Written instruction →
Repeat precisely, and only, the lines between the line containing "Identify the small" and the end of the listing below, both ends included.
-- Records for this task start --
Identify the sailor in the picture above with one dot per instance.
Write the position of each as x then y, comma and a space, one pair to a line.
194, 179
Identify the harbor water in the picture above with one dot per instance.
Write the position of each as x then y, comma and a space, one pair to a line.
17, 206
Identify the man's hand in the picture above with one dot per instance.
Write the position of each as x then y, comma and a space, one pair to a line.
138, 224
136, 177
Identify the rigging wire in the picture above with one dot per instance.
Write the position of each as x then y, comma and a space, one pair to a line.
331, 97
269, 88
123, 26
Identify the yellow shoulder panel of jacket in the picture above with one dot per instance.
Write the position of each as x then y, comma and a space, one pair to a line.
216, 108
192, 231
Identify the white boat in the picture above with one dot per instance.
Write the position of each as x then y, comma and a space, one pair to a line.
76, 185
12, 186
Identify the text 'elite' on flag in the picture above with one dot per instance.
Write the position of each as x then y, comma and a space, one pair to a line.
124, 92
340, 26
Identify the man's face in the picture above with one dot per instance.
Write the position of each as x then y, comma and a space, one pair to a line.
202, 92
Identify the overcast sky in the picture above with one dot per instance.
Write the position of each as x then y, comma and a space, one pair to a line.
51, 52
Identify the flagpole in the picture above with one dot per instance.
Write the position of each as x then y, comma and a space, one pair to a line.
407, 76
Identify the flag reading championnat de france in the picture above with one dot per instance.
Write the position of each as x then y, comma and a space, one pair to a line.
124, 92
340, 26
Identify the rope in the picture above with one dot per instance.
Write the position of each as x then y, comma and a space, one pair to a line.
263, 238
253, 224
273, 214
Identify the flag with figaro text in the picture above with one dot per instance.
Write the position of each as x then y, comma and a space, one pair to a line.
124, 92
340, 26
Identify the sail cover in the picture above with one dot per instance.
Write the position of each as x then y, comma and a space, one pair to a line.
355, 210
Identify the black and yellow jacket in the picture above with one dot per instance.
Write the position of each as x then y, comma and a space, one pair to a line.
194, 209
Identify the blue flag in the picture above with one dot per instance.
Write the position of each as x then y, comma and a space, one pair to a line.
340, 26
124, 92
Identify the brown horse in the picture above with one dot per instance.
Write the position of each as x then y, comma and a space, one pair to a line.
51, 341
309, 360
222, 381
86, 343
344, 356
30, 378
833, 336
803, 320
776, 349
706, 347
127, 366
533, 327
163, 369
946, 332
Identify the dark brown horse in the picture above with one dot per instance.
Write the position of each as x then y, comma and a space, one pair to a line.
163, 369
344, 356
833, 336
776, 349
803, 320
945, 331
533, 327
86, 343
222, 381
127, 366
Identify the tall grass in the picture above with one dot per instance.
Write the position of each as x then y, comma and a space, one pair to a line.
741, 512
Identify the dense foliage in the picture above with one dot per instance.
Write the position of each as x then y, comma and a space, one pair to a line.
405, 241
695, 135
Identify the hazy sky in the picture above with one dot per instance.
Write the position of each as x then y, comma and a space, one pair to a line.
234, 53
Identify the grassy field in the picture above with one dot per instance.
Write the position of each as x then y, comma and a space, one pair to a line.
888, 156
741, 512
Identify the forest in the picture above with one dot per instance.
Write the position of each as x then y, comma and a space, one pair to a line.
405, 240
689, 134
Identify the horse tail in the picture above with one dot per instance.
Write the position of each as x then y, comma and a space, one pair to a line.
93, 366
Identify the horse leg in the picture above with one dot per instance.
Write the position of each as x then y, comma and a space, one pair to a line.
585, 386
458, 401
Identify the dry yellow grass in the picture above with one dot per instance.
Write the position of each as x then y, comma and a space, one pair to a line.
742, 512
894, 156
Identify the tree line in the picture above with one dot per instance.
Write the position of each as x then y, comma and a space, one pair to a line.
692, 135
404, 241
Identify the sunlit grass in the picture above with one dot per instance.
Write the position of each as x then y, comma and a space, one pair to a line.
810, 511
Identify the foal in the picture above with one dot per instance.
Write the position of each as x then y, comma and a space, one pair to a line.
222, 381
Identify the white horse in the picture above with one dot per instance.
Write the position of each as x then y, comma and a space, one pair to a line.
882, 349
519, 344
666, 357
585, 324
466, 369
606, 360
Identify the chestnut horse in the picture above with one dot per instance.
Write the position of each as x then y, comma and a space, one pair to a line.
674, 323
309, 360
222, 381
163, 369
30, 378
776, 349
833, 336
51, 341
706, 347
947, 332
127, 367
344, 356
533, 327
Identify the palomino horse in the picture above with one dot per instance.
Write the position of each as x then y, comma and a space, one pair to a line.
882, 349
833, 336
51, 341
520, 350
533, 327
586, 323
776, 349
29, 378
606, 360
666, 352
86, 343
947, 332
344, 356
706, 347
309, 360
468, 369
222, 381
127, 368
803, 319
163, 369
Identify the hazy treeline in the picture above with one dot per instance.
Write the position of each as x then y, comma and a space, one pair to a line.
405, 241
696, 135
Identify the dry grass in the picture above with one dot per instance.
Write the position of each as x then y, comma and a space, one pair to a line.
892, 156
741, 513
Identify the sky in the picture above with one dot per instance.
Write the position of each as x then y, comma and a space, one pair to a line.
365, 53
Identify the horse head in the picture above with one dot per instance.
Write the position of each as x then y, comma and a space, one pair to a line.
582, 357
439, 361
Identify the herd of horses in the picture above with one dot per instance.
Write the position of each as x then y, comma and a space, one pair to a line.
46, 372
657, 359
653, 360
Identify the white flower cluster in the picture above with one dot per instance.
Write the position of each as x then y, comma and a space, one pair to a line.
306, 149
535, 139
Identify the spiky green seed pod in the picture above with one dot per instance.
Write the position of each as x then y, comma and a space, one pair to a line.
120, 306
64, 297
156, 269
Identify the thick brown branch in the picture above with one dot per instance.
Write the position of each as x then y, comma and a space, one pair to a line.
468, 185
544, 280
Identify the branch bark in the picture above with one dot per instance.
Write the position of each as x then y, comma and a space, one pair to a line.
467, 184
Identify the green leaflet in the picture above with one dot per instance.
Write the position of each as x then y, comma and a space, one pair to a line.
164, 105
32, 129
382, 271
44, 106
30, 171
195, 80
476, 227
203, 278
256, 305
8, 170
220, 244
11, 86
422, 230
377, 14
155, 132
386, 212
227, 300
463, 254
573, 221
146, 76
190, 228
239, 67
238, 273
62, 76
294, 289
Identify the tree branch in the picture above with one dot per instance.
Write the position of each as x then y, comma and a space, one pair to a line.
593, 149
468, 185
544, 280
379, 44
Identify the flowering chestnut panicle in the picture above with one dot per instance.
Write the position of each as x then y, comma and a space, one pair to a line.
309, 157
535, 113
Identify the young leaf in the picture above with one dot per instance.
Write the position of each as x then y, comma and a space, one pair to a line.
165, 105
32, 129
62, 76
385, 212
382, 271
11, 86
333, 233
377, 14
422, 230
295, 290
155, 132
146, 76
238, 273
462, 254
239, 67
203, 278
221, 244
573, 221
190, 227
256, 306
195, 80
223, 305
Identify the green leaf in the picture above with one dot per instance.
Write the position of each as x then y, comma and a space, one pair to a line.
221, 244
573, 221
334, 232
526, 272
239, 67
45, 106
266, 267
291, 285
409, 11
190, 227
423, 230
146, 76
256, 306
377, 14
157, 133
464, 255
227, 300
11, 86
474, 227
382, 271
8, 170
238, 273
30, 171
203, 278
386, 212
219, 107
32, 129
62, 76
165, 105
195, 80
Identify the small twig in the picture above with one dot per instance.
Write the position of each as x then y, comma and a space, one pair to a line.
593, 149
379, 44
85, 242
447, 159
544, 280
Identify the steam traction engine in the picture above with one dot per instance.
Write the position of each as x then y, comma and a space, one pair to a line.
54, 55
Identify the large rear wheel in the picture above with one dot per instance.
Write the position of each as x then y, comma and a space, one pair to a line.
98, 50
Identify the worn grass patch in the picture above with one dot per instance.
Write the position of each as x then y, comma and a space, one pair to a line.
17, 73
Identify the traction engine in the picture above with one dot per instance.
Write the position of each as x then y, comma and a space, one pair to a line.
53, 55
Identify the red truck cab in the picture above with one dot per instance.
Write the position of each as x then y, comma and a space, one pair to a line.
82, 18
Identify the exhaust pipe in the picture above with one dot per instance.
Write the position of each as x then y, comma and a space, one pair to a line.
-- Records for this task end --
Expected answer →
Identify the small twig in the picture above with one dot per instance.
Write the position of each as x then y, comma and a space, one pair to a line.
593, 149
379, 44
85, 242
447, 159
544, 280
Identify the steam traction engine in the picture above with one dot per instance.
Write the position of each as x then y, comma and a space, one pair to a line.
54, 55
Identify the large rear wheel in the picture above with one dot per instance.
Write the position of each as x then y, comma and a space, one pair to a line.
98, 50
Identify the worn grass patch in the picture above with one dot per instance.
Write the position of each as x then y, comma and a space, one pair to a line.
17, 73
Identify the traction engine in the picture above with one dot per instance.
Write the position of each as x then y, comma and a space, one pair to a line.
53, 55
Identify the red truck cab in the picture above with one dot per instance.
Write the position of each as x then y, comma and a space, one pair to a line.
82, 18
Identify the exhaust pipe in the picture above with one dot per instance.
Write the position of each as x then y, comma and a space, one pair to a line.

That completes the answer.